▶ Exercise details: Return each line of the records with nothing changed, pictures excepted.

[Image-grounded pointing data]
==================================================

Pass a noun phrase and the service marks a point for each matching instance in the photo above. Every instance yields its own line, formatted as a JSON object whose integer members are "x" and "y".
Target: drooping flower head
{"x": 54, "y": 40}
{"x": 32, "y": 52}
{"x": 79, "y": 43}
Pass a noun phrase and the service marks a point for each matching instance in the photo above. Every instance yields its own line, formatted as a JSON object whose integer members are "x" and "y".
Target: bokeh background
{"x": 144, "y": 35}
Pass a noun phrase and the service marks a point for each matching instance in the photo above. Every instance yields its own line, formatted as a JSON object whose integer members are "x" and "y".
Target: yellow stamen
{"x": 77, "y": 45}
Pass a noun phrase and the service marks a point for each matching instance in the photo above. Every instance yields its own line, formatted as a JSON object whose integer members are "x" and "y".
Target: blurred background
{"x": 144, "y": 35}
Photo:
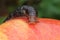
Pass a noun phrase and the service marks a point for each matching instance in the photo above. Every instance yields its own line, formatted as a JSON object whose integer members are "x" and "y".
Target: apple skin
{"x": 20, "y": 29}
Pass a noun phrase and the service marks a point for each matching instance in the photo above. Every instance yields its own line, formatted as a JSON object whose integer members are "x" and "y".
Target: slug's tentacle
{"x": 30, "y": 12}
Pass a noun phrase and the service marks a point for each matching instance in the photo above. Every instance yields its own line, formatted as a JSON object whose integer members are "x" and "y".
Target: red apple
{"x": 20, "y": 29}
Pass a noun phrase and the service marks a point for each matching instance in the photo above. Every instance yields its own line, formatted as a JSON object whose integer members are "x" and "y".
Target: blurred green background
{"x": 45, "y": 8}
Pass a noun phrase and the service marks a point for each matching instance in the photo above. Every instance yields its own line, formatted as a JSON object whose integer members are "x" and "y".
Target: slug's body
{"x": 25, "y": 10}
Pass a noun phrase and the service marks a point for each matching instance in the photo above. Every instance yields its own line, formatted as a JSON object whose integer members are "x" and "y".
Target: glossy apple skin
{"x": 20, "y": 29}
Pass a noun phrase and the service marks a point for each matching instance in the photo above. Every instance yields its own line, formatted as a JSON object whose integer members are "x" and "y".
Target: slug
{"x": 25, "y": 10}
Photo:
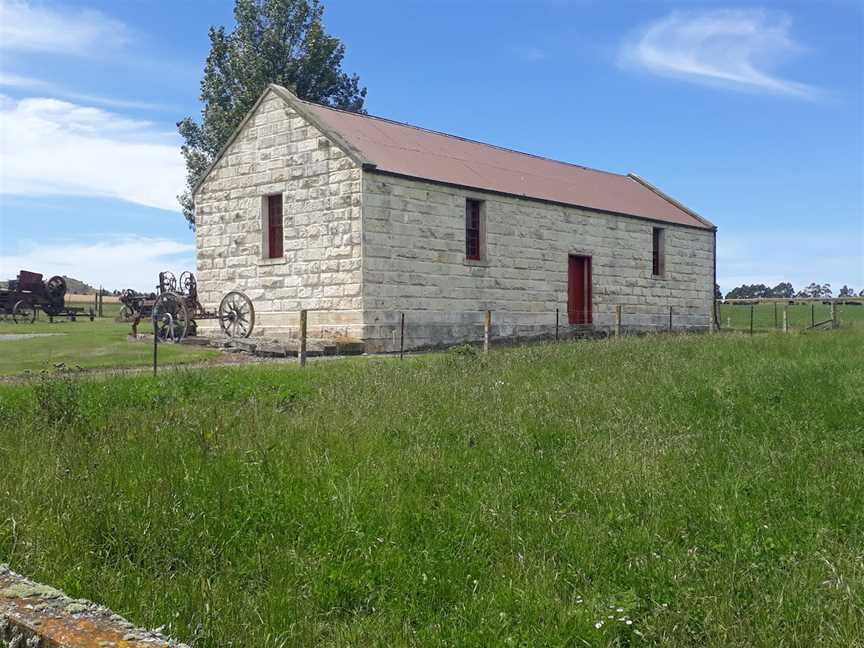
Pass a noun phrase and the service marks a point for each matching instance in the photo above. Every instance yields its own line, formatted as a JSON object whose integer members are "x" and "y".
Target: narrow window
{"x": 274, "y": 226}
{"x": 657, "y": 261}
{"x": 472, "y": 229}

==================================================

▶ Result for this exercise:
Pass a noun phrase and the service marks a point for each matching instance in the photo above. Every instance yields its own line, formatted as a JSON object whose integer members are "x" and "y".
Target: drooping flower head
{"x": 54, "y": 40}
{"x": 32, "y": 52}
{"x": 79, "y": 43}
Pass a noun phrase and the service marks a point for each matching instance in the photo above. Every instance yields its own line, formatted as a JSON object whose integer members are "x" and "y".
Target: bokeh background
{"x": 144, "y": 35}
Pass a noun phrase and the service marks a point for each matching instance in the photo above. Every instance yields its own line, formatted as a JSON object whose integer members are "x" and "y".
Target: yellow stamen
{"x": 77, "y": 45}
Pass a noun phrase and the service marks a point for each matching instance in the photo above. Every instance yields its own line, formatted as a JSON object whose integer members are "x" and "y".
Target: blurred background
{"x": 144, "y": 35}
Photo:
Pass a noun phrase and the service marks a point for each matching instance in the photo above. Every instance yields its own line, formatted as a JSON object whose integer members are "x" and "y".
Target: apple skin
{"x": 20, "y": 29}
Pass a noun phrase and the service marks a point for each matching instance in the photo above. Every instance yields its own line, formatted as a JSON object whose integer members are "x" and "y".
Target: slug's tentacle
{"x": 30, "y": 12}
Pass a noun phrase and the service marks a point for each matching instance in the photo above. Every instance yields its own line, formatted as a JSON object whose integer members are "x" and "y".
Target: red apple
{"x": 20, "y": 29}
Pass a noun phrase and the service marks a point for each matching instance in the photo above. Every instance yields its own line, formatted as a JSON object whose integer members are "x" and "y".
Target: blurred green background
{"x": 45, "y": 8}
Pass a noun phrase and the service marks a point for each matching instance in the photo above. Every instance yields its own line, formatted as a JSON object whose integer members are "x" and "y".
Target: slug's body
{"x": 25, "y": 10}
Pass a noun phrase and the service marks a point for each matching instance in the photo above. Every instance yields its own line, formatted as a JSON object whose integer members are "x" and "y".
Target: glossy apple skin
{"x": 20, "y": 29}
Pass a noun phrase and the service marks a point for each matching instance in the photo above. Every instance yields its own line, formatted as a JSON object whose integer members are "x" and "y".
Target: slug
{"x": 25, "y": 10}
Photo:
Pass a noun phrase and the service marks a point for each matching instance in the photo above. Every instance yields its own line, formatted as a JSON object whose integer members are "x" and "y".
Target: narrow window
{"x": 274, "y": 226}
{"x": 657, "y": 261}
{"x": 472, "y": 229}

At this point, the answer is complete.